WHAT YOU SHOULD DO
A verbatim copy of the records is required, with all pictures left out.

----------------------------------------

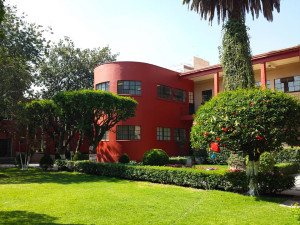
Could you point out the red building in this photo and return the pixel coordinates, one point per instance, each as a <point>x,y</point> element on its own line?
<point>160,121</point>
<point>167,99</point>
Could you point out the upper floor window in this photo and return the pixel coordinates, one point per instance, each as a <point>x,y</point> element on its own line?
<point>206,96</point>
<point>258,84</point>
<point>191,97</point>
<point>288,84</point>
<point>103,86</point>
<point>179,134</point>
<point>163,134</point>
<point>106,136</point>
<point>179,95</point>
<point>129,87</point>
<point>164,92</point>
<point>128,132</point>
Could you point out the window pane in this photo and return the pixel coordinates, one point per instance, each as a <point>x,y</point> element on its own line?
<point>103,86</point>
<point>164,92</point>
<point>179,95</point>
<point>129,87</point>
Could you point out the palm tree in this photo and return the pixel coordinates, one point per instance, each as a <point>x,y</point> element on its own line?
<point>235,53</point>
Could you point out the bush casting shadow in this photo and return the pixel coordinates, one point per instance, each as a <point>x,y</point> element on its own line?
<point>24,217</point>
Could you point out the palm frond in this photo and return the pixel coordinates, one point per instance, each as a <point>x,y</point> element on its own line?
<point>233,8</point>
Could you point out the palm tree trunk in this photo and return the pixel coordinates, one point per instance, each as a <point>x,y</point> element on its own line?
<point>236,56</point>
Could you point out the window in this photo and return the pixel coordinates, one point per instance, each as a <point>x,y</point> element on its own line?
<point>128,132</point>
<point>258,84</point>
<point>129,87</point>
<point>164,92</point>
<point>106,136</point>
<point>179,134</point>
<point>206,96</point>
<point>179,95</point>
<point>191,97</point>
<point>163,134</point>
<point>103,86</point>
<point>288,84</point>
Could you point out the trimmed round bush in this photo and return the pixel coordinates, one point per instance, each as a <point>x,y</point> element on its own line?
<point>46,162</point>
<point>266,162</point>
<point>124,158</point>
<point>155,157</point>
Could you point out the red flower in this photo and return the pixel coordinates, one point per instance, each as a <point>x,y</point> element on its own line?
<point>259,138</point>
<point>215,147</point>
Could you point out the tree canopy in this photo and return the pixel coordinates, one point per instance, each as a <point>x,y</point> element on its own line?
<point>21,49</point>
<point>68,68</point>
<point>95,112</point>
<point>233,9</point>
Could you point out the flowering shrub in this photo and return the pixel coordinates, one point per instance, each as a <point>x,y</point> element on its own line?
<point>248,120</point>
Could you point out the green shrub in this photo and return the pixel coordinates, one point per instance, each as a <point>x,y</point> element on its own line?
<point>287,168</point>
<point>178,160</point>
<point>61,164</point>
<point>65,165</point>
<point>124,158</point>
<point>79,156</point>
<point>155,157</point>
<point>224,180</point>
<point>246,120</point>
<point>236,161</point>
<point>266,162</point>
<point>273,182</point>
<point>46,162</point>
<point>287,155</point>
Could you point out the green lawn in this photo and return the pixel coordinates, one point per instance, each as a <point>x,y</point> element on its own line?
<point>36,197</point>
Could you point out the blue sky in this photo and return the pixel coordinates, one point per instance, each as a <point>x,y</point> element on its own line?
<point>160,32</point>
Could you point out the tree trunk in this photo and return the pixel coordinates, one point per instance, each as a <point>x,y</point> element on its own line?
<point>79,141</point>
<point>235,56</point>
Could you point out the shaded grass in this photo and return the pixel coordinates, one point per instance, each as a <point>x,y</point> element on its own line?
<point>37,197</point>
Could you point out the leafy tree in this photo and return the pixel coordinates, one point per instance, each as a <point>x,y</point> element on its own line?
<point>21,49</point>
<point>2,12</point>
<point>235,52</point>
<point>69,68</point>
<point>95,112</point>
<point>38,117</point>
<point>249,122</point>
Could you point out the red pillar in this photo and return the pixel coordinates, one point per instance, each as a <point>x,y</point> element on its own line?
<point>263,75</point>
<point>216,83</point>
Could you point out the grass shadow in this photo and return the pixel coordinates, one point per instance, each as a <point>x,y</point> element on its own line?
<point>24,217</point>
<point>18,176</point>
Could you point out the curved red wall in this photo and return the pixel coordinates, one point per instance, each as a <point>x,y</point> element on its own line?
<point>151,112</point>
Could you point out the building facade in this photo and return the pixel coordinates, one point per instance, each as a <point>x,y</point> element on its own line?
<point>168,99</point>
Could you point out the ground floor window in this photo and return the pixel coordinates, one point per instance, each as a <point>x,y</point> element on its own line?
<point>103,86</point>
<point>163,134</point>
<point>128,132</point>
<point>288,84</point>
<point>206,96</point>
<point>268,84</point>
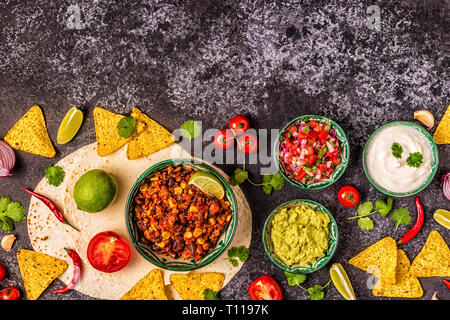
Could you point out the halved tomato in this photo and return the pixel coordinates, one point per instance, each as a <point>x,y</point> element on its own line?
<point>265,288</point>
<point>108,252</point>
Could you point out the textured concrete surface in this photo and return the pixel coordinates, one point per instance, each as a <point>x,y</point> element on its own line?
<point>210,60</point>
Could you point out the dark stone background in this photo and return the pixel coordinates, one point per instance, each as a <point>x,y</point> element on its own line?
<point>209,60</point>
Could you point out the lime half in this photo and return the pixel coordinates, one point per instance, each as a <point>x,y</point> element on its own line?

----------------------------------------

TASK ANSWER
Could you point out the red building in this photo and return the pixel coordinates, one point per instance, each as a <point>x,y</point> element on its own line?
<point>160,121</point>
<point>167,99</point>
Could you point out the upper floor window in this photo and return the pixel coordinates, one point per instance, each as a <point>x,y</point> element on its own line?
<point>206,96</point>
<point>258,84</point>
<point>191,97</point>
<point>288,84</point>
<point>103,86</point>
<point>179,134</point>
<point>163,134</point>
<point>106,136</point>
<point>179,95</point>
<point>129,87</point>
<point>164,92</point>
<point>128,132</point>
Could you point out the window pane in this photo and return the pixel coordinates, one point per instance, each as a <point>x,y</point> element on its own line?
<point>103,86</point>
<point>164,92</point>
<point>179,95</point>
<point>129,87</point>
Could you point out the palm tree in this photo and return the pixel coordinates, one point per instance, each as a <point>x,y</point> element on its own line?
<point>235,53</point>
Could you point out the bush casting shadow in this photo and return the pixel coordinates, one point per instance, each as a <point>x,y</point> element on its own line?
<point>24,217</point>
Could you point out the palm frond in this photo and return the pixel coordinates, one point per instance, each as a <point>x,y</point> element on its own line?
<point>233,8</point>
Could you point out the palm tree trunk in this photo and return the pixel coordinates, one point per instance, each as a <point>x,y</point> element on its own line?
<point>236,56</point>
Could you point out the window in this photo and return the pixel coordinates, one point per instance, each as a <point>x,y</point> element on its own line?
<point>128,132</point>
<point>258,84</point>
<point>129,87</point>
<point>164,92</point>
<point>106,136</point>
<point>179,134</point>
<point>206,96</point>
<point>179,95</point>
<point>191,97</point>
<point>163,134</point>
<point>103,86</point>
<point>288,84</point>
Could you point out the trimmed round bush in this photo and return the pixel coordinates, one point per instance, each as a <point>x,y</point> element on its own line?
<point>46,162</point>
<point>266,162</point>
<point>124,158</point>
<point>155,157</point>
Could you point out the red flower in this photo and return the pixel coordinates, one point per instance, each as a <point>x,y</point> element on its own line?
<point>259,138</point>
<point>215,147</point>
Could you point out the tree canopy in this photo and return the pixel coordinates, one point per instance, each as a <point>x,y</point> element on its own line?
<point>21,49</point>
<point>68,68</point>
<point>95,112</point>
<point>233,9</point>
Could you point out the flowering shrub in this photo and return the pixel coordinates, one point per instance, each as a <point>x,y</point> element on its own line?
<point>248,120</point>
Could you point out the green shrub in this photo and return the pixel coordinates, one point per instance, each as a <point>x,y</point> element on its own line?
<point>287,168</point>
<point>178,160</point>
<point>61,164</point>
<point>65,165</point>
<point>124,158</point>
<point>79,156</point>
<point>155,157</point>
<point>224,180</point>
<point>246,120</point>
<point>236,161</point>
<point>266,162</point>
<point>273,182</point>
<point>46,162</point>
<point>287,155</point>
Could you point out the green lawn in this photo and return the pixel coordinates, one point per instance, each as a <point>x,y</point> element on its own line?
<point>36,197</point>
Could you point out the blue sky in this photo and return the pixel coordinates, one point per instance, each as a <point>x,y</point> element on its own line?
<point>160,32</point>
Could you point out the tree trunk in this photo and return the pixel coordinates, one point per instance, each as a <point>x,y</point> element on its own line?
<point>79,141</point>
<point>235,56</point>
Could you point out the shaded grass in this photo and return the pixel coordinates, one point per instance, each as a <point>x,y</point> element on its own line?
<point>37,197</point>
Could you point out the leafy tree in this photo and return the pixel coordinates, one point per instance, each as a <point>x,y</point> element on its own line?
<point>21,49</point>
<point>2,12</point>
<point>235,52</point>
<point>69,68</point>
<point>95,112</point>
<point>38,117</point>
<point>249,122</point>
Could you point out the red pillar in this photo and return the pixel coordinates, one point per instance, each as a <point>x,y</point> element on its own line?
<point>263,75</point>
<point>216,83</point>
Could you point out the grass shadow in this photo and return the pixel coordinates, one point per instance, each as a <point>x,y</point> element on its own line?
<point>24,217</point>
<point>18,176</point>
Could you point out the curved red wall in this photo and return the pixel coordinates, one point per instance, each as a <point>x,y</point> element on its own line?
<point>151,112</point>
Could you point out the building facade in this photo and return the pixel coordinates, one point per instance, each as a <point>x,y</point> element on its own line?
<point>168,99</point>
Could you point out the ground floor window in this photo and return the pixel coordinates, one point per instance, each as a <point>x,y</point> element on its own line?
<point>103,86</point>
<point>163,134</point>
<point>128,132</point>
<point>288,84</point>
<point>206,96</point>
<point>268,84</point>
Could you point out the halved tomato in this photo and return the pixel coordinates, one point per instance, each as a <point>x,y</point> element on its own line?
<point>265,288</point>
<point>108,252</point>
Could you point out the textured concrete surface in this photo and return the pixel coordinates, one point per instance, each as a <point>x,y</point> element on its own line?
<point>210,60</point>
Could you point out the dark stone background in this photo and return the pixel coordinates, one point per instance, each as a <point>x,y</point> element on its own line?
<point>209,60</point>
Could you point out the lime half in this photo and return the pixel coordinates, one point per instance, each as a <point>x,y</point> element on its own line?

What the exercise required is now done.